§ **EXERCISE SET**
1) Answer these questions from the press release:
(a) Which firm leads the syndicate of agents conducting the Offering?
(b) What minimum gross proceeds is the Offering meant to raise?
(c) At what price, and for how long, is each full warrant exercisable into a share of the combined company?
2) Rewrite the part of the press release that opens with the words containing "Vancouver, British Columbia" and closes with "December 8th, 2020.", replacing "syndicate" with "group".

*** ARTICLE

Vancouver, British Columbia – December 15th, 2020 – Eclipse Gold Mining Corp. (“Eclipse”) (TSX.V:EGLD, OTC:EGLPF) announces that, further to its press release dated December 8th, 2020, it has amended the terms of the “best efforts” private placement financing for minimum gross proceeds of $20 million (the “Offering”) being conducted by a syndicate of agents led by Stifel GMP and including Canaccord Genuity Corp., Raymond James Ltd., Beacon Securities Limited, and PI Financial Corp. The Offering is in connection with the proposed plan of arrangement transaction (the “Transaction”) between Northern Vertex Mining Corp. (“Northern Vertex”) and Eclipse that was announced on December 8th, 2020.
Michael G. Allen, President of Eclipse commented, “The $0.50 units will now include a ½ warrant with each full warrant exercisable into a share of the combined company for two years at $0.80. Investors who purchase the subscription receipts will, upon conversion, own shares and warrants of the entity resulting from the combination of Northern Vertex and Eclipse.”

******
*** DATA LINES

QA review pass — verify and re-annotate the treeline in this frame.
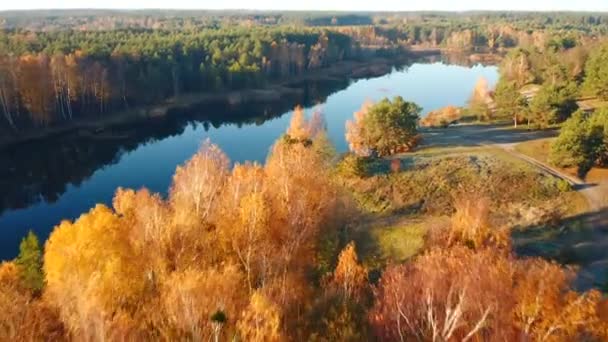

******

§ **RESPONSES IN ORDER**
1)
(a) Stifel GMP
(b) $20 million
(c) At $0.80, for two years

2)
Vancouver, British Columbia – December 15th, 2020 – Eclipse Gold Mining Corp. (“Eclipse”) (TSX.V:EGLD, OTC:EGLPF) announces that, further to its press release dated December 8th, 2020, it has amended the terms of the “best efforts” private placement financing for minimum gross proceeds of $20 million (the “Offering”) being conducted by a group of agents led by Stifel GMP and including Canaccord Genuity Corp., Raymond James Ltd., Beacon Securities Limited, and PI Financial Corp. The Offering is in connection with the proposed plan of arrangement transaction (the “Transaction”) between Northern Vertex Mining Corp. (“Northern Vertex”) and Eclipse that was announced on December 8th, 2020.